▶ **Problem requirements**
Scan the records for the string "post", then copy each line that has it.

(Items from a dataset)
+---+

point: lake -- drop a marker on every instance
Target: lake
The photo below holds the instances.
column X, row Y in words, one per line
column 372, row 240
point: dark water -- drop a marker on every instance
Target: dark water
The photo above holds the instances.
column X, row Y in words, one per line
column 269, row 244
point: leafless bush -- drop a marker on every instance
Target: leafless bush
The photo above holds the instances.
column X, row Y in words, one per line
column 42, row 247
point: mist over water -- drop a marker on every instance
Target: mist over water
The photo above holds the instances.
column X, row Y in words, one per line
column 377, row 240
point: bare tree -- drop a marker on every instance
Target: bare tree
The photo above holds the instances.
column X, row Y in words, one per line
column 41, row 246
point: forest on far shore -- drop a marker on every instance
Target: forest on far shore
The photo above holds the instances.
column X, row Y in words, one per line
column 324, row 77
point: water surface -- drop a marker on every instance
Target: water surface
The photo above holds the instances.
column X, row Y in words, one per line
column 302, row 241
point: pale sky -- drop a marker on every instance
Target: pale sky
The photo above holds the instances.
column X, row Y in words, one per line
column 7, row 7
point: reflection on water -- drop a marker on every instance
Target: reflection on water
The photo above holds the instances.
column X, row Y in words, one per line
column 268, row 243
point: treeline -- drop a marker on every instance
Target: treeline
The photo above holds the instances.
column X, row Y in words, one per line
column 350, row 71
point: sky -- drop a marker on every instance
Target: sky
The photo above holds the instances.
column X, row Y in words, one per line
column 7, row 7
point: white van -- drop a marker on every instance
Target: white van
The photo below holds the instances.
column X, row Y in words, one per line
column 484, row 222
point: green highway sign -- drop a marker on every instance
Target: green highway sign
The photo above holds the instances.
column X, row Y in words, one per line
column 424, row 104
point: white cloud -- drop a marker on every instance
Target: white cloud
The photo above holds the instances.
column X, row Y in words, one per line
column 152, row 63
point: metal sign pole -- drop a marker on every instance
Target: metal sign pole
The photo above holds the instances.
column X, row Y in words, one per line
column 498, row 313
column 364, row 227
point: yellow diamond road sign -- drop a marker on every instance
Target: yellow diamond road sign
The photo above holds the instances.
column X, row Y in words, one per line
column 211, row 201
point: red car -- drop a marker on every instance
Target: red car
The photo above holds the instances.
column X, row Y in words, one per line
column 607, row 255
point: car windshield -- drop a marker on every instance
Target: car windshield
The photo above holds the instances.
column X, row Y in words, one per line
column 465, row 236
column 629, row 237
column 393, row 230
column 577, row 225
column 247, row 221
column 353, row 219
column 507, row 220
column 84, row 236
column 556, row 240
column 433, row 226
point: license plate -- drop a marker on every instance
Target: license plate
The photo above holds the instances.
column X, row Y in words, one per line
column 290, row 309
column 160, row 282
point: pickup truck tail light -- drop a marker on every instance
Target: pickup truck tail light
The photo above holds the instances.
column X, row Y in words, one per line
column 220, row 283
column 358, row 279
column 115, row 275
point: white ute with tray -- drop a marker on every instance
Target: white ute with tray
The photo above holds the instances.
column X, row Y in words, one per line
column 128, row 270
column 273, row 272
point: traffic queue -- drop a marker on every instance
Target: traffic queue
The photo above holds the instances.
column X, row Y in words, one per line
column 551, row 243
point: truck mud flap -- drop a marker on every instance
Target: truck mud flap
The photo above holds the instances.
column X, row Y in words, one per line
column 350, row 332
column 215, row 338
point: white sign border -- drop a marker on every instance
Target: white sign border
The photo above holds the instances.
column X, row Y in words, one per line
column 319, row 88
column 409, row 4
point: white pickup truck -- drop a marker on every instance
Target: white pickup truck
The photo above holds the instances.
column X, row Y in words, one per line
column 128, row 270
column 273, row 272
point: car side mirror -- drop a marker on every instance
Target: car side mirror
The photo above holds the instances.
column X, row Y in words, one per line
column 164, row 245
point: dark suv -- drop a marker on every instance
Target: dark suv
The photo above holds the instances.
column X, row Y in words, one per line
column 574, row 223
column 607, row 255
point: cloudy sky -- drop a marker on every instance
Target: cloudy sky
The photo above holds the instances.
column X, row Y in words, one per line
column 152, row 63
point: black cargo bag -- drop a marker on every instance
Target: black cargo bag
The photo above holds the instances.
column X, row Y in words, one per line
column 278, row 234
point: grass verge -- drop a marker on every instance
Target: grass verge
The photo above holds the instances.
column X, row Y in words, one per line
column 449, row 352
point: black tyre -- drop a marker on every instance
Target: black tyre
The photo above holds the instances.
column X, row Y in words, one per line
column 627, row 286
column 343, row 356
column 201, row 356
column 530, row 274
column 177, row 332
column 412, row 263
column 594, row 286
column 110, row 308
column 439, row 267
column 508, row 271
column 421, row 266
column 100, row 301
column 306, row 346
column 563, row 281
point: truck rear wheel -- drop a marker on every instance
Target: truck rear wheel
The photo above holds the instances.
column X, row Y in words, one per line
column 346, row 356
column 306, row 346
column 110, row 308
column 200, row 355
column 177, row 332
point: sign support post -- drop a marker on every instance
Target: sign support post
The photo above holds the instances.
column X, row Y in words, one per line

+---+

▶ **Solved exercise**
point: sign support post -- drop a marker on every instance
Target: sign support post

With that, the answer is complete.